==== Data for processing

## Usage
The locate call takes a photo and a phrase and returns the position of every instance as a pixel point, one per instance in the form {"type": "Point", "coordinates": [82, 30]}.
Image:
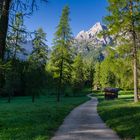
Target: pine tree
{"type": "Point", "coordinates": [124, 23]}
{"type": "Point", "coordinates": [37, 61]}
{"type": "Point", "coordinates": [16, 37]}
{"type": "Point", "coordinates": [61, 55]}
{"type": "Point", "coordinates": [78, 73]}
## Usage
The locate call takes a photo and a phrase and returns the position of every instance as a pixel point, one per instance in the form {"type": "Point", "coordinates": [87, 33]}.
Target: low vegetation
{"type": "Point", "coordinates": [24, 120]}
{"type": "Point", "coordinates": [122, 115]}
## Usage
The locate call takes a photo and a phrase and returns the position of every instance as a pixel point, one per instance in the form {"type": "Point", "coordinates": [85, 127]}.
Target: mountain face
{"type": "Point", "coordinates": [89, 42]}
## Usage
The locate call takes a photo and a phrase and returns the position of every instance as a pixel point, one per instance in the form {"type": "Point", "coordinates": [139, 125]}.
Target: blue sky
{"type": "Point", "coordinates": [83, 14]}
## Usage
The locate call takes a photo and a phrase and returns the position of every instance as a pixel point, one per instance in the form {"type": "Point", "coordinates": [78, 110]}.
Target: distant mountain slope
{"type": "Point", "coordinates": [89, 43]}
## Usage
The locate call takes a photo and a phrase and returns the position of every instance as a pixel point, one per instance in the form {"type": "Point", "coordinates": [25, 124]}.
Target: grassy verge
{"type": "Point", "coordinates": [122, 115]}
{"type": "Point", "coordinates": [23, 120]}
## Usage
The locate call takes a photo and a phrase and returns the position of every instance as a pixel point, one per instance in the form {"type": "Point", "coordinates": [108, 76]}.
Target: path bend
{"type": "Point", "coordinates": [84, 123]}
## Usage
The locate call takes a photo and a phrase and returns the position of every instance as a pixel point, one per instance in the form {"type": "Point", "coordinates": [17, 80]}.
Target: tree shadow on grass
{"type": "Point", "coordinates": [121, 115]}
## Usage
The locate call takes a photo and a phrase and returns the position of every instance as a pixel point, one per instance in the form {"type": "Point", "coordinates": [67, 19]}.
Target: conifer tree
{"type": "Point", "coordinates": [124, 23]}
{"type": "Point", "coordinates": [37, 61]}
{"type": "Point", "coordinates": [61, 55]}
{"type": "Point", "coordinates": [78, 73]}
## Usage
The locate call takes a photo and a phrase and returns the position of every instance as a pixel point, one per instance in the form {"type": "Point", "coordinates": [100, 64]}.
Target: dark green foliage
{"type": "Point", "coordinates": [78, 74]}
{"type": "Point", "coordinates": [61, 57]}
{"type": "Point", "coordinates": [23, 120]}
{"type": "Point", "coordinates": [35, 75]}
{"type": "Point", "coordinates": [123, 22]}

========

- Written task -
Restate the data above word for word. Skip every picture.

- Response to the exercise -
## Usage
The locate call takes a photo and a phrase and returns the position of every instance as a pixel point, one per instance in the form {"type": "Point", "coordinates": [82, 30]}.
Image:
Target: pine tree
{"type": "Point", "coordinates": [124, 23]}
{"type": "Point", "coordinates": [37, 61]}
{"type": "Point", "coordinates": [16, 37]}
{"type": "Point", "coordinates": [61, 55]}
{"type": "Point", "coordinates": [78, 73]}
## Usage
The locate call takes a photo and a phrase and returns the position of every instance as a pixel point, one per instance in the form {"type": "Point", "coordinates": [87, 33]}.
Target: low vegetation
{"type": "Point", "coordinates": [24, 120]}
{"type": "Point", "coordinates": [122, 115]}
## Usage
The locate call takes a photo and a phrase and returns the position of every instance as a pixel point, one per instance in the form {"type": "Point", "coordinates": [85, 127]}.
Target: mountain face
{"type": "Point", "coordinates": [89, 42]}
## Usage
The locate call takes a photo and a phrase and returns the position of every instance as a pixel point, one per instance in the form {"type": "Point", "coordinates": [139, 125]}.
Target: blue sky
{"type": "Point", "coordinates": [83, 14]}
## Usage
The locate call takes a photo and a phrase and returns the position of every instance as a pixel point, one per instance in the form {"type": "Point", "coordinates": [78, 110]}.
Target: distant mountain slope
{"type": "Point", "coordinates": [89, 43]}
## Usage
The locate call takes a photo and a phrase and returns the position of every instance as a pixel point, one per instance in the form {"type": "Point", "coordinates": [25, 124]}.
Target: grassy verge
{"type": "Point", "coordinates": [122, 115]}
{"type": "Point", "coordinates": [23, 120]}
## Usage
The locate call takes a photo and a phrase and returns the position of every instance as a pixel point, one per instance in the form {"type": "Point", "coordinates": [108, 76]}.
Target: path bend
{"type": "Point", "coordinates": [84, 123]}
## Usage
The locate call takes a photo and a phrase and returns the position of every instance as a pixel point, one per instance in the form {"type": "Point", "coordinates": [17, 80]}.
Target: tree shadow on grass
{"type": "Point", "coordinates": [121, 115]}
## Usage
The locate call takes a photo and a phrase and returns the position of every instance as a pixel point, one per instance in the form {"type": "Point", "coordinates": [67, 19]}.
Target: conifer tree
{"type": "Point", "coordinates": [124, 23]}
{"type": "Point", "coordinates": [37, 61]}
{"type": "Point", "coordinates": [61, 55]}
{"type": "Point", "coordinates": [78, 73]}
## Usage
The locate call takes a photo and a phrase and returns the position of every instance as a pixel point, one per instance in the form {"type": "Point", "coordinates": [100, 64]}.
Target: dark green foliage
{"type": "Point", "coordinates": [78, 74]}
{"type": "Point", "coordinates": [61, 57]}
{"type": "Point", "coordinates": [23, 120]}
{"type": "Point", "coordinates": [35, 75]}
{"type": "Point", "coordinates": [123, 22]}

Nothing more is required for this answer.